• [Aim of the task]:
In the PRACS Institute article, condense the paragraph beginning "In February 2006, PRACS announced" into a bulleted list that keeps its main facts.

---------- Exercise passage ----------

= Pracs Institute =

US pharmaceutical company

PRACS Institute, Ltd., established in 1983, is a company that tests new or developing types of medicine. Its CEO is Dr. James Carlson, a former pharmacy professor at North Dakota State University. The company currently has locations in East Grand Forks, Minnesota, and Fargo, North Dakota.

In February 2006, PRACS announced it would become a wholly owned subsidiary of Contract Research Solutions (CRS). CRS was formed as a holding company by investors, including Carlson and two others: KRG Capital Partners, and the Weinberg & Bell Group. In August 2006, CRS announced the acquisition of Gateway Medical Research, a St. Louis–based competitor of PRACS. CRS also announced in late 2006 that it had acquired Ba Research International of Houston, Texas. The three companies (PRACS, Gateway and Ba) will combine their operations under the name Cetero Research.

On October 5, 2006, Dr. Carlson announced a $1 million pledge to the city of Fargo towards the construction of a new branch of the city's public library. The project (with a total cost of $2.5 million) will be named the "Dr. James D. Carlson Library".

On March 20, 2013, PRACS laid off its employees in Fargo, St. Louis, and Toronto after filing for chapter 7 bankruptcy.

---------- Data to examine ----------

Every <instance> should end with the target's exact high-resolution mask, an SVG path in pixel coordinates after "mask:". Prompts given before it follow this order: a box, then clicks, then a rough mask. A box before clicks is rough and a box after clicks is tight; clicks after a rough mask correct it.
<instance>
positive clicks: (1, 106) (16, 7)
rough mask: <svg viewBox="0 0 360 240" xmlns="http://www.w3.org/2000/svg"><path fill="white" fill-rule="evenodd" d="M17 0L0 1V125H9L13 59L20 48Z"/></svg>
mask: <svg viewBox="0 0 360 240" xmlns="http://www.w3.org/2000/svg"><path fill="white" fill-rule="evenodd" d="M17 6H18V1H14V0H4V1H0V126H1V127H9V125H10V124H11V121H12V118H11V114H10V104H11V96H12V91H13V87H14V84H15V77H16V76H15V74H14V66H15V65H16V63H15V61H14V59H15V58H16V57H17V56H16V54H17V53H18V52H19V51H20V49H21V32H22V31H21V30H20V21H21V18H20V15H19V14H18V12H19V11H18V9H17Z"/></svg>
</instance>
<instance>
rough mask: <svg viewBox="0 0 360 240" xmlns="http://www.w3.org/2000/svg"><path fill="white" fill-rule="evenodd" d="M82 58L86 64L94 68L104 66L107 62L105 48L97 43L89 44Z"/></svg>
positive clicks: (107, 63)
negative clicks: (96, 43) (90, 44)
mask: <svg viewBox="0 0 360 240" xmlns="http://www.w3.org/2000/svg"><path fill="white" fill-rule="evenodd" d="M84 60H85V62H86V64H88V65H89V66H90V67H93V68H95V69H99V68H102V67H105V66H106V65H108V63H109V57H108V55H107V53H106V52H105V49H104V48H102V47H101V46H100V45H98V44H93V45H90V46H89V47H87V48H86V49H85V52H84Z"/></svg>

----------

• [Response to the exercise]:
- February 2006: PRACS announced it would become a wholly owned subsidiary of Contract Research Solutions (CRS).
- CRS was a holding company formed by investors: Carlson, KRG Capital Partners, and the Weinberg & Bell Group.
- August 2006: CRS announced it had acquired Gateway Medical Research, a St. Louis–based PRACS competitor.
- Late 2006: CRS announced it had acquired Ba Research International of Houston, Texas.
- PRACS, Gateway and Ba will combine operations under the name Cetero Research.